# [WHAT YOU HAVE TO DO]
In the forum post about a first CH32V003 assembler program, list every distinct instruction mnemonic that appears in the code outside of comments.

# [DOCUMENT PASSAGE]
Author Topic: CH32V003 - first assembler program.. and loop speed.  (Read 1532 times)

0 Members and 1 Guest are viewing this topic.

Offline pancioTopic starter

  • Contributor
  • Posts: 14
  • Country: pl
    • SystemEmbedded.eu
CH32V003 - first assembler program.. and loop speed.
« on: November 14, 2024, 10:16:47 am »
Hi,

I want to use CH32V003 as simple replacement for cmall FPGA (or rather CPLD) and I know that if I need to have good timing I must write program in assembler. I found cool and usable tools and compiler and try to blinking the LED on my nanoCH32V003 board. Everything works fine but unfortunately expected maximum speed is too slow... Can anybody explain what is going on (maybe the clock is set with wrong value?)

The program was taken from:
https://github.com/sahasradal/CH32V003-Blinky-RISCV-assembly-language-code

I did some modification and prepare it for my board:

Code: [Select]
#the core is RISCV32EC, only 16 registers(0-15) ,basic integer opcode only
# x0 = zero
# x1 = ra Caller
# x2 = sp Callee
#x5-x7= t0,t1,t2
#x8 s0/fp Save register/frame pointer Callee
#x9 s1 Save register Callee
#x10-11= a0-1= Function parameters/return values Caller
#x12-15 a2-5 Function parameters Caller
#The Caller attribute in the above table means that the called procedure does not save the register value, and
#the Callee attribute means that the called procedure saves the register

# 2kb sram

include CH32V003_reg1.asm # file with all address defines

fclk = 24000000    # 24Mhz RCO internal



main:

sp_init:
   
    li sp, STACK     # load stack pointer with stack end address

li x10,R32_RCC_APB2PCENR     # load address of APB2PCENR register to x10 ,for enabling GPIO A,D,C peripherals
lw x11,0(x10)         # load contents from peripheral register R32_RCC_APB2PCENR pointed by x10
li x7,((1<<2)|(1<<4)|(1<<5)) # 1<<IOPA_EN,1<<IOPC_EN,1<<IOPD_EN
or x11,x11,x7 # or values
sw x11,0(10) # store modified enable values in R32_RCC_APB2PCENR

li x10,R32_GPIOD_CFGLR # load pointer x10 with address of R32_GPIOD_CFGLR , GPIO configuration register
lw x11,0(x10) # load contents from register pointed by x10
# li x7,~(0xf<<16) # we need to setup PD4 (led pin of board). clear PD4 config bits with mask 0xfff0ffff or ~(F<<16)
li x7,0xf0ffffff # we need to setup PD4 (led pin of board). clear PD6 config bits with mask 0xfff0ffff or ~(F<<16)
   
and x11,x11,x7 # clear PD6 mode and cnf bits for selected pin D6
# li x7,(0x3<<16) # 00: Universal push-pull output mode.|11: Output mode, maximum speed 50MHz = 0011 (0x3 shifted to bit 16 of reg)
li x7,(0x3<<24) # 00: Universal push-pull output mode.|11: Output mode, maximum speed 50MHz = 0011 (0x3 shifted to bit 24 of reg)

Source records
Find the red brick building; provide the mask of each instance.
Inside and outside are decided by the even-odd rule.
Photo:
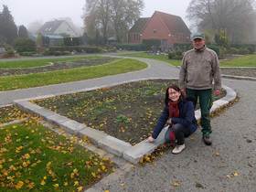
[[[151,17],[139,18],[129,30],[128,43],[157,39],[162,48],[190,43],[190,31],[180,16],[155,11]]]

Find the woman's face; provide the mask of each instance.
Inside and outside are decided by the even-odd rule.
[[[169,99],[172,101],[177,101],[179,100],[180,95],[181,95],[180,91],[176,91],[176,90],[174,90],[172,88],[170,88],[168,90],[168,93],[169,93]]]

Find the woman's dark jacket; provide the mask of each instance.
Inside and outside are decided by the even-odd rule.
[[[162,129],[164,128],[165,124],[166,123],[166,121],[169,118],[169,109],[168,105],[165,105],[161,116],[158,119],[157,124],[155,125],[152,137],[154,139],[156,139]],[[182,100],[178,103],[178,109],[179,109],[179,117],[172,117],[172,123],[173,124],[180,123],[184,127],[190,130],[190,133],[194,133],[197,128],[197,120],[195,118],[195,111],[194,111],[194,105],[192,101],[188,101],[187,100]]]

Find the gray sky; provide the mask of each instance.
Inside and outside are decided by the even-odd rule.
[[[180,16],[185,18],[191,0],[144,0],[142,16],[151,16],[155,10]],[[82,7],[85,0],[0,0],[0,10],[6,5],[16,25],[27,25],[33,21],[43,22],[59,17],[70,17],[74,24],[82,27]]]

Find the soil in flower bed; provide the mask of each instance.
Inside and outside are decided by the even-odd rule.
[[[34,120],[0,132],[0,191],[83,191],[114,167]]]
[[[135,144],[152,133],[172,83],[177,80],[142,80],[34,102]]]
[[[90,67],[102,65],[113,61],[116,59],[113,58],[89,58],[89,59],[80,59],[79,60],[73,61],[59,61],[52,64],[36,68],[22,68],[22,69],[0,69],[0,76],[8,76],[8,75],[23,75],[28,73],[39,73],[47,72],[52,70],[60,70],[60,69],[69,69],[73,68],[80,67]],[[68,60],[68,59],[67,59]]]
[[[256,68],[221,68],[221,73],[256,78]]]

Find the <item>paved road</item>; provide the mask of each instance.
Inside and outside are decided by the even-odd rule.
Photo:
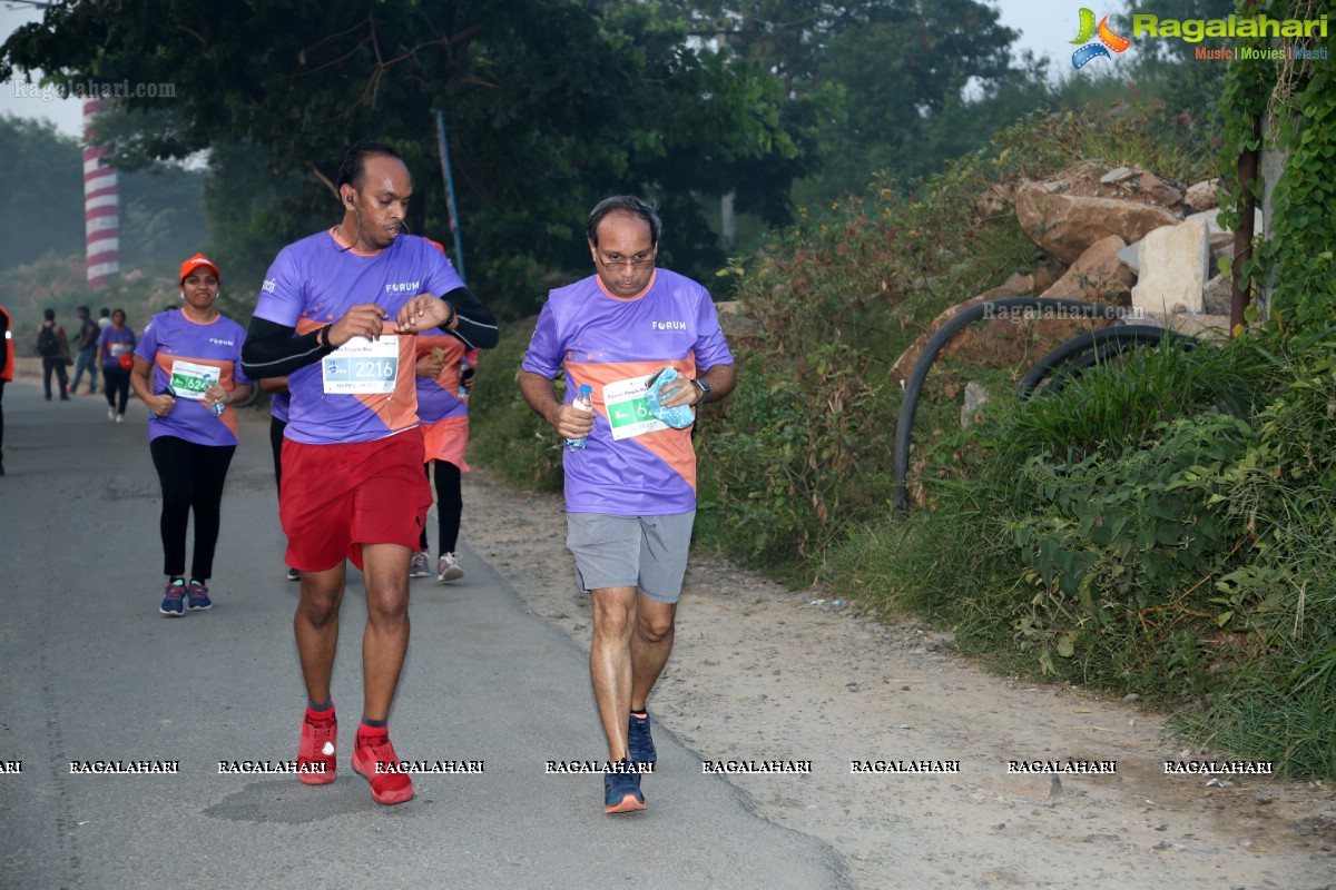
[[[138,402],[4,395],[0,478],[0,887],[844,887],[819,841],[756,818],[656,731],[651,809],[605,817],[587,663],[468,554],[457,586],[413,583],[413,643],[393,714],[401,757],[482,761],[417,778],[382,807],[347,767],[359,717],[361,578],[343,604],[334,697],[339,778],[220,775],[220,761],[295,758],[303,691],[297,584],[269,466],[267,419],[242,427],[223,500],[214,608],[158,614],[158,480]],[[536,528],[534,534],[562,534]],[[179,761],[178,775],[71,774],[71,761]]]

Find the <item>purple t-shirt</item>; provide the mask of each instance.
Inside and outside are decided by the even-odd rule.
[[[426,239],[399,235],[383,251],[366,255],[345,250],[326,231],[279,252],[265,275],[255,318],[307,334],[337,322],[354,306],[375,303],[389,314],[379,344],[385,350],[393,343],[386,338],[395,335],[394,316],[405,303],[418,294],[441,296],[458,287],[464,282],[450,260]],[[309,444],[373,442],[415,426],[415,339],[398,335],[390,354],[359,356],[353,350],[367,340],[357,338],[322,362],[290,374],[293,400],[283,435]],[[381,371],[387,375],[387,391],[351,391],[374,386],[367,375]]]
[[[597,275],[548,296],[522,368],[554,378],[565,368],[566,399],[593,390],[593,431],[584,451],[566,451],[566,510],[656,516],[696,508],[691,427],[648,415],[645,379],[665,366],[685,378],[733,356],[704,287],[657,270],[639,296],[609,294]],[[648,419],[647,419],[648,418]]]
[[[106,352],[102,354],[102,367],[120,368],[120,356],[135,350],[135,332],[130,327],[115,328],[107,326],[98,335],[98,346]]]
[[[242,326],[223,315],[199,323],[184,310],[171,310],[159,312],[148,322],[135,350],[135,355],[154,366],[148,390],[156,395],[171,386],[176,392],[176,404],[166,418],[148,418],[150,442],[158,436],[176,436],[196,444],[236,444],[236,412],[232,406],[224,407],[219,416],[203,398],[203,391],[214,383],[224,390],[250,383],[242,371],[244,342]]]

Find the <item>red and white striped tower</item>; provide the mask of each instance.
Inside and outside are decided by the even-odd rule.
[[[88,287],[106,287],[107,279],[120,272],[120,193],[116,171],[102,157],[110,151],[92,144],[92,119],[110,103],[90,99],[84,103],[84,248],[88,263]]]

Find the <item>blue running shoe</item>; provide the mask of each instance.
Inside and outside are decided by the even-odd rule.
[[[640,773],[631,761],[623,761],[621,766],[621,770],[603,774],[603,811],[635,813],[649,809],[645,795],[640,793]]]
[[[627,730],[627,749],[636,763],[655,763],[655,741],[649,738],[649,711],[644,717],[631,715],[631,729]]]
[[[186,584],[186,604],[190,606],[190,611],[192,612],[211,607],[214,600],[208,598],[208,587],[204,587],[203,582],[198,580],[191,580]]]
[[[163,615],[168,618],[180,618],[186,614],[186,604],[182,602],[182,596],[186,595],[184,582],[167,582],[166,595],[163,596],[163,604],[158,607]]]

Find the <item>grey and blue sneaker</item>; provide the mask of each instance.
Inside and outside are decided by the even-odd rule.
[[[655,754],[655,741],[649,738],[649,711],[644,717],[631,715],[631,727],[627,730],[627,750],[636,763],[655,763],[659,755]]]
[[[163,595],[163,604],[158,607],[163,615],[168,618],[180,618],[186,614],[186,603],[182,598],[186,595],[186,582],[183,580],[170,580],[167,582],[167,590]]]
[[[186,604],[192,612],[200,612],[212,607],[214,600],[208,598],[208,587],[204,587],[204,582],[192,578],[186,584]]]
[[[426,578],[432,574],[428,566],[432,562],[432,554],[428,551],[414,552],[413,559],[409,560],[409,578]]]
[[[640,793],[640,773],[631,761],[623,761],[620,770],[603,774],[603,811],[635,813],[649,809]]]

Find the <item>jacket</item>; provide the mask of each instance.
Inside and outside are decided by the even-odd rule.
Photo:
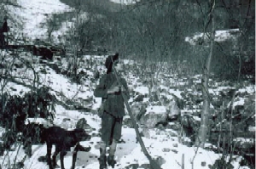
[[[103,75],[100,79],[99,85],[94,91],[94,95],[96,97],[101,97],[102,99],[106,99],[103,107],[104,111],[117,118],[123,117],[125,113],[124,99],[121,93],[119,92],[113,94],[108,94],[108,90],[111,87],[113,82],[116,82],[116,77],[113,72]],[[130,95],[126,81],[124,78],[120,78],[120,82],[125,89],[123,93],[126,95],[127,99],[129,99]]]

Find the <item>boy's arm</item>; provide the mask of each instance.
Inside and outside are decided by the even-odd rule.
[[[105,79],[106,79],[105,76],[102,76],[102,78],[100,79],[99,85],[96,87],[94,91],[95,97],[107,99],[108,88],[106,87]]]
[[[125,94],[127,99],[130,99],[129,88],[128,88],[128,85],[127,85],[126,81],[125,79],[121,78],[121,83],[122,83],[122,85],[124,86],[124,87],[125,89],[125,91],[123,91],[124,93]]]

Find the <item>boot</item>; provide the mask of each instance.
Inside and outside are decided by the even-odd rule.
[[[101,155],[100,158],[98,158],[100,163],[100,169],[107,168],[106,158],[106,155]]]
[[[114,160],[113,155],[108,155],[108,166],[111,166],[112,168],[114,167],[114,165],[116,164],[116,161]]]

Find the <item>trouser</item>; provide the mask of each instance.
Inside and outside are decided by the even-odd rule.
[[[121,138],[123,118],[116,118],[104,112],[102,117],[102,143],[101,155],[106,155],[107,146],[109,146],[109,155],[114,155],[117,141]]]

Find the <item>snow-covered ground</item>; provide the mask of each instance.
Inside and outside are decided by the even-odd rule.
[[[17,39],[34,40],[46,39],[48,27],[46,20],[51,17],[53,14],[62,14],[65,12],[72,11],[73,9],[60,2],[60,0],[17,0],[18,6],[8,5],[9,15],[14,18],[22,28],[15,25],[9,20],[10,27],[10,33]],[[63,27],[54,33],[54,37],[57,38],[58,36],[65,33],[67,27],[70,26],[70,23],[63,23]],[[57,39],[54,39],[57,40]]]
[[[41,65],[42,66],[42,65]],[[40,66],[38,66],[36,70],[38,71]],[[81,87],[69,82],[68,79],[66,79],[63,76],[56,74],[50,68],[47,68],[48,73],[45,75],[40,75],[43,77],[48,79],[48,82],[50,87],[54,91],[62,91],[67,98],[73,98]],[[20,91],[27,91],[28,89],[22,86],[16,86],[15,83],[10,84],[16,91],[10,94],[20,93]],[[143,92],[143,88],[141,88]],[[86,91],[86,89],[84,89]],[[137,89],[138,90],[138,88]],[[86,99],[91,97],[93,91],[80,92],[79,97]],[[96,130],[92,132],[97,132],[100,129],[101,119],[90,112],[79,112],[78,110],[67,110],[61,105],[55,107],[56,117],[54,121],[54,124],[60,126],[63,128],[72,129],[75,127],[76,122],[79,119],[84,117],[87,123]],[[156,113],[161,113],[161,109],[155,109],[154,111]],[[64,118],[69,118],[68,123],[63,121]],[[91,132],[91,133],[92,133]],[[162,158],[162,169],[180,168],[182,162],[182,156],[184,155],[185,169],[191,169],[192,164],[195,168],[205,169],[208,168],[207,165],[214,163],[221,155],[216,154],[212,151],[206,150],[197,147],[188,147],[178,142],[177,133],[176,131],[168,129],[161,131],[156,128],[149,129],[148,131],[148,135],[147,138],[143,138],[145,146],[148,149],[149,154],[154,159]],[[91,134],[90,133],[90,134]],[[174,133],[174,135],[173,135]],[[176,133],[176,134],[175,134]],[[118,144],[116,158],[119,162],[119,166],[115,168],[125,168],[131,164],[148,164],[147,157],[142,152],[141,147],[138,143],[136,142],[136,133],[134,129],[124,127],[122,131],[122,138],[124,142]],[[90,141],[82,142],[81,144],[84,146],[91,146],[91,150],[88,153],[79,152],[78,155],[78,161],[76,168],[95,169],[99,168],[99,163],[97,157],[99,156],[98,142],[99,137],[93,137]],[[5,152],[7,153],[7,152]],[[32,156],[26,158],[25,161],[25,169],[44,169],[48,168],[47,165],[43,162],[39,162],[38,158],[46,154],[46,145],[34,145],[32,147]],[[15,151],[9,151],[9,155],[0,157],[0,162],[8,165],[8,159],[12,161],[17,155],[17,161],[21,161],[25,156],[24,150],[22,149],[16,149]],[[233,162],[235,168],[238,168],[238,162],[240,157],[237,157],[237,161]],[[194,162],[193,162],[194,161]],[[202,163],[206,163],[207,166],[202,166]],[[60,161],[58,161],[60,166]],[[66,168],[69,168],[72,165],[72,153],[69,152],[65,156]],[[3,166],[3,168],[7,166]],[[241,167],[242,168],[242,167]],[[243,167],[245,168],[245,167]]]
[[[119,3],[119,0],[115,0],[115,2]],[[49,17],[50,14],[72,10],[72,8],[61,3],[59,0],[18,0],[18,3],[21,6],[21,8],[10,8],[11,13],[15,16],[17,16],[25,24],[23,28],[24,35],[32,39],[44,37],[46,36],[47,28],[44,26],[42,27],[42,24],[44,25],[46,19]],[[15,31],[13,31],[14,35],[15,35]],[[60,31],[59,34],[61,35],[61,33],[64,32]],[[34,65],[34,66],[36,68],[35,70],[38,72],[40,68],[44,67],[42,65]],[[90,87],[91,85],[90,82],[87,82],[83,85],[73,83],[66,76],[56,74],[51,68],[49,68],[48,66],[46,66],[46,68],[47,74],[39,74],[40,79],[42,80],[41,82],[47,86],[49,85],[52,91],[62,93],[68,99],[73,99],[73,97],[76,96],[75,99],[81,98],[86,99],[93,96],[93,90]],[[17,74],[19,74],[18,71],[16,72]],[[26,73],[27,76],[32,75],[32,72],[29,70],[27,70]],[[132,84],[131,83],[131,85]],[[0,87],[1,87],[2,86],[0,86]],[[10,88],[15,88],[16,90],[10,90]],[[20,91],[23,91],[21,93],[24,93],[30,90],[27,87],[13,82],[9,82],[5,89],[7,89],[10,94],[20,94]],[[137,87],[135,91],[143,94],[148,93],[148,88],[143,86]],[[170,93],[176,94],[178,98],[182,98],[180,91],[178,90],[170,89]],[[61,99],[61,98],[58,98],[56,93],[53,92],[53,93],[56,95],[58,99]],[[92,107],[96,104],[97,103],[94,104]],[[163,109],[158,110],[155,108],[154,109],[155,113],[161,113],[163,110]],[[93,107],[93,109],[96,109],[96,107]],[[55,107],[55,110],[56,117],[54,123],[63,128],[74,128],[77,121],[84,117],[87,123],[96,129],[95,131],[92,131],[90,134],[95,132],[97,133],[100,129],[101,119],[91,112],[67,110],[61,105],[57,105]],[[63,119],[65,118],[69,118],[70,121],[63,121]],[[3,132],[3,130],[1,129],[1,133]],[[162,169],[181,168],[183,156],[184,157],[185,169],[206,169],[209,168],[208,165],[212,165],[214,161],[222,155],[220,154],[216,154],[213,151],[206,150],[194,146],[188,147],[183,145],[178,142],[177,135],[177,132],[172,129],[160,130],[157,128],[152,128],[148,130],[148,136],[143,138],[148,153],[154,159],[160,159],[159,163],[161,165]],[[138,164],[141,166],[143,164],[149,163],[146,156],[142,152],[139,144],[136,141],[136,133],[134,129],[123,127],[122,139],[124,142],[119,144],[117,148],[116,160],[118,161],[118,165],[115,168],[124,169],[125,166],[132,164]],[[99,156],[99,141],[100,138],[96,136],[92,137],[90,141],[81,143],[81,144],[84,146],[91,146],[91,150],[90,152],[79,152],[76,168],[99,168],[99,163],[97,161]],[[0,157],[0,165],[3,164],[3,169],[8,168],[9,164],[14,161],[15,158],[17,158],[16,161],[20,161],[23,159],[25,156],[24,150],[18,148],[19,147],[16,147],[15,151],[5,152],[4,155]],[[32,147],[32,156],[31,158],[26,157],[24,169],[48,168],[46,163],[39,162],[38,161],[39,156],[44,155],[45,154],[46,145],[34,145]],[[239,166],[240,160],[241,157],[235,156],[235,160],[232,161],[234,168],[247,168]],[[72,165],[71,152],[65,156],[64,161],[66,168],[70,168]],[[58,165],[60,166],[60,161],[58,161]]]

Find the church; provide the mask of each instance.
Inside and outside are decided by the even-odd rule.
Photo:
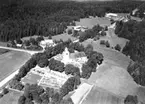
[[[88,61],[84,52],[70,53],[66,47],[62,54],[59,54],[54,57],[54,59],[63,62],[65,65],[72,64],[78,67],[81,71],[82,65]]]

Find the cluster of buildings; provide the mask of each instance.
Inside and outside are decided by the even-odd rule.
[[[78,67],[81,71],[82,65],[87,62],[87,57],[83,52],[70,53],[68,48],[65,48],[62,54],[58,54],[53,57],[54,59],[61,61],[64,65],[72,64],[75,67]],[[66,75],[64,72],[60,73],[57,71],[50,70],[49,67],[40,68],[36,66],[31,71],[34,74],[40,75],[41,79],[38,82],[38,85],[43,87],[52,87],[59,89],[71,75]]]
[[[56,44],[52,39],[45,39],[40,42],[40,46],[44,49],[45,47],[55,46]]]
[[[127,22],[130,19],[130,16],[119,16],[116,13],[106,13],[105,17],[109,18],[109,19],[113,19],[114,21],[123,21],[123,22]]]
[[[68,51],[68,48],[65,48],[62,54],[56,55],[54,59],[61,61],[62,63],[64,63],[64,65],[72,64],[78,67],[80,69],[80,72],[82,72],[82,65],[88,61],[85,53],[77,51],[75,51],[75,53],[70,53]]]

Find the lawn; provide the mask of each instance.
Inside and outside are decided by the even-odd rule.
[[[0,55],[0,81],[18,70],[29,58],[29,54],[17,51]]]
[[[21,92],[10,91],[0,99],[0,104],[17,104],[21,95]]]
[[[109,26],[110,20],[106,17],[90,17],[90,18],[83,18],[80,21],[76,21],[76,25],[87,26],[88,28],[92,28],[94,25],[101,25],[101,26]]]
[[[0,48],[0,55],[9,52],[10,50],[7,49],[1,49]]]
[[[34,74],[32,72],[29,72],[23,79],[22,82],[29,83],[29,84],[36,84],[41,79],[41,76],[38,74]]]
[[[64,34],[60,34],[60,35],[53,36],[52,39],[53,40],[60,40],[60,39],[62,39],[63,41],[66,41],[68,39],[71,39],[73,41],[76,38],[75,37],[72,37],[71,35],[68,35],[68,34],[64,33]]]

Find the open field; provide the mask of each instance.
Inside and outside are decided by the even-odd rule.
[[[60,39],[62,39],[63,41],[66,41],[68,39],[75,40],[76,38],[72,37],[71,35],[67,35],[66,33],[64,33],[64,34],[52,36],[52,39],[53,40],[60,40]]]
[[[130,59],[124,54],[122,54],[121,52],[118,52],[114,49],[102,47],[100,46],[100,44],[98,44],[95,41],[92,41],[91,39],[83,42],[84,46],[87,46],[87,44],[92,44],[94,47],[94,50],[102,53],[105,60],[111,61],[114,64],[119,65],[120,67],[127,68],[130,62]]]
[[[106,63],[91,75],[88,82],[122,97],[134,95],[138,87],[125,69]]]
[[[0,55],[0,81],[18,70],[29,58],[29,54],[17,51]]]
[[[145,103],[145,87],[137,85],[129,73],[113,61],[105,60],[97,68],[97,72],[92,73],[84,82],[95,84],[96,93],[90,92],[82,104],[123,104],[120,98],[123,99],[127,95],[137,95],[139,101]]]
[[[0,48],[0,55],[9,52],[10,50],[6,50],[6,49],[1,49]]]
[[[21,92],[10,91],[0,99],[0,104],[17,104]]]
[[[88,28],[92,28],[94,25],[101,25],[101,26],[109,26],[110,21],[106,17],[90,17],[90,18],[83,18],[80,19],[79,22],[76,21],[76,25],[87,26]]]
[[[123,98],[94,86],[82,104],[123,104]]]
[[[38,74],[34,74],[32,72],[29,72],[23,79],[22,82],[29,83],[29,84],[36,84],[41,79],[41,76]]]
[[[7,42],[0,42],[0,46],[7,46]]]

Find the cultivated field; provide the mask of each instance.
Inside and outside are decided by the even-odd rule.
[[[18,70],[29,58],[29,54],[16,51],[0,55],[0,81]]]
[[[109,26],[110,21],[106,17],[90,17],[80,19],[79,22],[76,21],[76,25],[87,26],[88,28],[92,28],[94,25],[100,24],[101,26]]]
[[[21,92],[10,91],[0,99],[0,104],[17,104]]]
[[[60,35],[53,36],[52,39],[53,40],[60,40],[60,39],[62,39],[63,41],[66,41],[68,39],[71,39],[73,41],[76,38],[72,37],[71,35],[68,35],[68,34],[64,33],[64,34],[60,34]]]
[[[82,104],[123,104],[123,98],[94,86]]]
[[[125,69],[107,63],[100,66],[88,82],[94,82],[96,86],[122,97],[134,95],[138,87]]]

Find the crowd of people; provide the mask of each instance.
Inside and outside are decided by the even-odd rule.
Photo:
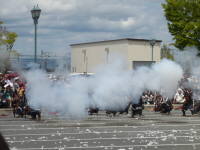
[[[12,108],[14,117],[41,118],[39,110],[28,105],[26,98],[26,82],[16,72],[0,73],[0,107]]]

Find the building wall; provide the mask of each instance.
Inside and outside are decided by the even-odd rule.
[[[157,42],[153,48],[155,62],[160,61],[160,44]],[[149,41],[124,39],[75,44],[71,47],[71,72],[95,72],[98,66],[110,63],[114,56],[125,58],[128,61],[128,69],[133,69],[133,64],[152,63],[152,47]]]
[[[110,63],[114,55],[128,57],[128,42],[126,40],[72,46],[71,72],[95,72],[98,66]]]
[[[152,47],[149,41],[128,41],[128,61],[129,69],[134,68],[133,62],[159,62],[160,61],[161,43],[156,43],[153,47],[153,60],[152,60]]]

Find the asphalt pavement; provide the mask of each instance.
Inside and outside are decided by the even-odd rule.
[[[71,119],[54,113],[41,121],[13,118],[0,110],[0,131],[11,150],[198,150],[200,115],[183,117],[145,110],[142,117],[107,116],[105,112]]]

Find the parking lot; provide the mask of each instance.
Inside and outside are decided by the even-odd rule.
[[[41,121],[0,111],[0,131],[11,150],[200,149],[200,116],[183,117],[180,110],[171,115],[145,110],[141,118],[100,112],[81,120],[45,114]]]

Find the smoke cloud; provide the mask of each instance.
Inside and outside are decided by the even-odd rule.
[[[137,103],[145,90],[171,98],[183,76],[182,68],[167,59],[131,71],[123,59],[112,62],[93,76],[69,77],[65,81],[52,81],[38,69],[25,73],[30,105],[82,118],[91,106],[102,110],[122,109],[128,102]]]

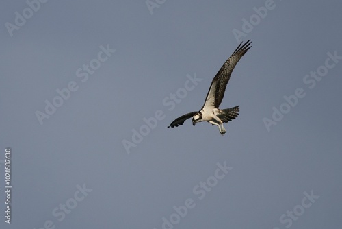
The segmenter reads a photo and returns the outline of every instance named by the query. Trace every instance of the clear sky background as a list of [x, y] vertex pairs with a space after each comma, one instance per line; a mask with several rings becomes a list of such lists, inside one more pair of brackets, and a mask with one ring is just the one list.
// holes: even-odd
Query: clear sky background
[[[341, 1], [31, 1], [0, 3], [1, 228], [341, 227]], [[226, 134], [168, 129], [248, 39]]]

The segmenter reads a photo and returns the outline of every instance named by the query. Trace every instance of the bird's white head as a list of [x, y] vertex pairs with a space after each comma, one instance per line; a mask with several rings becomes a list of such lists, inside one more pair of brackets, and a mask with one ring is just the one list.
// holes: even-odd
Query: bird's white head
[[202, 119], [202, 114], [200, 112], [197, 112], [192, 117], [192, 125], [195, 126], [196, 123], [200, 121]]

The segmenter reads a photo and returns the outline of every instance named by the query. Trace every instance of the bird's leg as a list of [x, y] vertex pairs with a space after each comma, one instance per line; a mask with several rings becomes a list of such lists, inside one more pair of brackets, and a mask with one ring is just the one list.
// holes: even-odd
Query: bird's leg
[[218, 130], [220, 131], [220, 134], [221, 134], [222, 135], [226, 134], [226, 129], [224, 129], [224, 127], [223, 126], [223, 123], [222, 121], [219, 122], [217, 120], [214, 119], [209, 121], [209, 123], [217, 125], [218, 127]]

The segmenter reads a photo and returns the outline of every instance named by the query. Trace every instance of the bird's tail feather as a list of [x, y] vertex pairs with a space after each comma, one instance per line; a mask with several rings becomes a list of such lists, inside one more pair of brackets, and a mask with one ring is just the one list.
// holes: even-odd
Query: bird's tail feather
[[239, 115], [239, 106], [237, 106], [233, 108], [221, 110], [217, 116], [224, 123], [228, 123], [233, 119], [235, 119]]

# [WRITTEN RESPONSE]
li, lw, or, sw, and